* Start Records provided *
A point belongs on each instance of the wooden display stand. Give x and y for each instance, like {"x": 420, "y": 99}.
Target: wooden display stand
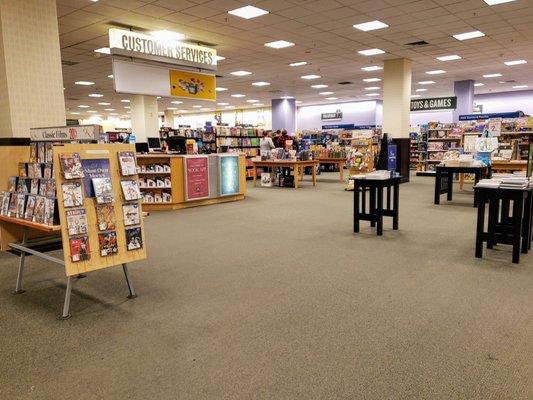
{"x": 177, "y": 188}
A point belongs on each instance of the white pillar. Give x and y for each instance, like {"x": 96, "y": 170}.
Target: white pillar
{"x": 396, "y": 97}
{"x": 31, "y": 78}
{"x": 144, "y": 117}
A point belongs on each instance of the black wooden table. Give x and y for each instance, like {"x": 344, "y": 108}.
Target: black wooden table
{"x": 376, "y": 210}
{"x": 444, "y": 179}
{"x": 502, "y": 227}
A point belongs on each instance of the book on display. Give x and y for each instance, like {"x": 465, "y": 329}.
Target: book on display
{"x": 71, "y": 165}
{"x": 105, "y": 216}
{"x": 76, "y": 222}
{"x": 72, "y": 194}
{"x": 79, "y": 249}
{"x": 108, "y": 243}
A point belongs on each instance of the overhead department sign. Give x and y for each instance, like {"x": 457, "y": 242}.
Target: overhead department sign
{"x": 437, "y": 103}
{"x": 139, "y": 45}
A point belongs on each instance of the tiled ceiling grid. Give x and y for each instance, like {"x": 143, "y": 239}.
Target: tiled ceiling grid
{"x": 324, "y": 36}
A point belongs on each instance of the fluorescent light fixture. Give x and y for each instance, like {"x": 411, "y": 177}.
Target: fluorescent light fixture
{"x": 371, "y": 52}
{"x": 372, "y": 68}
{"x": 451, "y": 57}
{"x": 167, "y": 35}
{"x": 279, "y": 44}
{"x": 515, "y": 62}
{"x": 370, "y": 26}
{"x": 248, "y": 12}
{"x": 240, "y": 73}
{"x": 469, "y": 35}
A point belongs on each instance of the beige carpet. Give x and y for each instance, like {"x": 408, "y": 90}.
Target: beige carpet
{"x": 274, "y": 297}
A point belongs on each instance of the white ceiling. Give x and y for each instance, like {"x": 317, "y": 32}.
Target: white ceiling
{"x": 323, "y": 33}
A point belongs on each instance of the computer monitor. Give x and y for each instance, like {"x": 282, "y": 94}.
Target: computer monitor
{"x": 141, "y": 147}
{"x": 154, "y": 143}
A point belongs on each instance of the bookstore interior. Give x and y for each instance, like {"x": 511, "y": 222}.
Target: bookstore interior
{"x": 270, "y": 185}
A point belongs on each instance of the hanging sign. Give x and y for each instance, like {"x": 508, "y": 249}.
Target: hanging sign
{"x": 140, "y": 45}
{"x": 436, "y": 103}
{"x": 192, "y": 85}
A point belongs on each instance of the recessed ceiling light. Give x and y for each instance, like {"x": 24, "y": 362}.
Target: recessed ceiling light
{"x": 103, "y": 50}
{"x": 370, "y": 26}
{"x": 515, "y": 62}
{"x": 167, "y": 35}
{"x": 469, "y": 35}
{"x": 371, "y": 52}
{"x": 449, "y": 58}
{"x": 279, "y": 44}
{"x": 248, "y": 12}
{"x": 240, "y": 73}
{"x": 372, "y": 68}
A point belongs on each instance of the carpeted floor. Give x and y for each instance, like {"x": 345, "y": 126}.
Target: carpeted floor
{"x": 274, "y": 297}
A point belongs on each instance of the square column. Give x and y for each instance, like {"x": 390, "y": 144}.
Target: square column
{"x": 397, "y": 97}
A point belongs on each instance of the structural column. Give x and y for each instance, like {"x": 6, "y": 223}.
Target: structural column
* End Records provided *
• [Short problem]: Please turn every line of the items above into a numbered list, leaving out blank lines and the pictures.

• [Full response]:
1. A point belongs on each instance of the wooden display stand. Give x and y for each instance, like {"x": 420, "y": 99}.
2. Target: wooden display stand
3. {"x": 177, "y": 188}
4. A point belongs on each instance of the white pillar. Give x and y for each instance, like {"x": 96, "y": 170}.
5. Target: white pillar
6. {"x": 396, "y": 97}
7. {"x": 31, "y": 78}
8. {"x": 144, "y": 117}
9. A point belongs on each instance of the black wooden table. Give x and y for each instance, like {"x": 344, "y": 108}.
10. Target: black wooden table
11. {"x": 376, "y": 210}
12. {"x": 444, "y": 179}
13. {"x": 502, "y": 227}
14. A point belongs on each instance of the book on display. Give x and y for each instance, like {"x": 465, "y": 329}.
15. Target: book on display
16. {"x": 71, "y": 165}
17. {"x": 105, "y": 216}
18. {"x": 76, "y": 222}
19. {"x": 72, "y": 194}
20. {"x": 79, "y": 249}
21. {"x": 108, "y": 243}
22. A point belongs on each instance of the overhead department sign. Give x and y for each instance, like {"x": 457, "y": 242}.
23. Target: overhead department sign
24. {"x": 437, "y": 103}
25. {"x": 139, "y": 45}
26. A point belongs on each instance of the tiled ceiling grid. Give x and y for each instance, like {"x": 143, "y": 239}.
27. Target: tiled ceiling grid
28. {"x": 324, "y": 36}
29. A point belongs on each instance of the fluorescent light fixture. Give x and y for each instance, like {"x": 411, "y": 177}.
30. Target: fluorescent light fixture
31. {"x": 371, "y": 52}
32. {"x": 372, "y": 68}
33. {"x": 451, "y": 57}
34. {"x": 167, "y": 35}
35. {"x": 279, "y": 44}
36. {"x": 515, "y": 62}
37. {"x": 370, "y": 26}
38. {"x": 248, "y": 12}
39. {"x": 240, "y": 73}
40. {"x": 469, "y": 35}
41. A point belongs on each instance of the beige carpet. Give x and y for each instance, like {"x": 408, "y": 90}.
42. Target: beige carpet
43. {"x": 274, "y": 297}
44. A point belongs on each instance of the white ceiling. Give x and y for each instance, like {"x": 317, "y": 32}.
45. Target: white ceiling
46. {"x": 323, "y": 33}
47. A point belongs on each instance of the computer monitor. Give x and y for each instance, like {"x": 282, "y": 94}.
48. Target: computer monitor
49. {"x": 141, "y": 147}
50. {"x": 154, "y": 143}
51. A point belongs on each instance of the bookstore interior. Give x and y for each instance, like {"x": 511, "y": 222}.
52. Target: bookstore interior
53. {"x": 270, "y": 185}
54. A point belongs on each instance of the hanging sign. Give x and y for each instance, like {"x": 508, "y": 249}.
55. Target: hanging sign
56. {"x": 140, "y": 45}
57. {"x": 436, "y": 103}
58. {"x": 192, "y": 85}
59. A point belongs on each instance of the recessed ceiling light. Give x and y for each instance, like {"x": 24, "y": 362}.
60. Target: recessed ceiling light
61. {"x": 103, "y": 50}
62. {"x": 370, "y": 26}
63. {"x": 515, "y": 62}
64. {"x": 167, "y": 35}
65. {"x": 469, "y": 35}
66. {"x": 371, "y": 52}
67. {"x": 449, "y": 58}
68. {"x": 279, "y": 44}
69. {"x": 248, "y": 12}
70. {"x": 240, "y": 73}
71. {"x": 372, "y": 68}
72. A point belongs on each instance of the carpeted floor. Give x and y for each instance, like {"x": 345, "y": 126}.
73. Target: carpeted floor
74. {"x": 274, "y": 297}
75. A point belongs on each instance of the square column. Give x and y for each instance, like {"x": 390, "y": 144}.
76. Target: square column
77. {"x": 397, "y": 97}
78. A point belongs on each instance of the structural column. Give x and y for each instance, like {"x": 6, "y": 223}.
79. Target: structural column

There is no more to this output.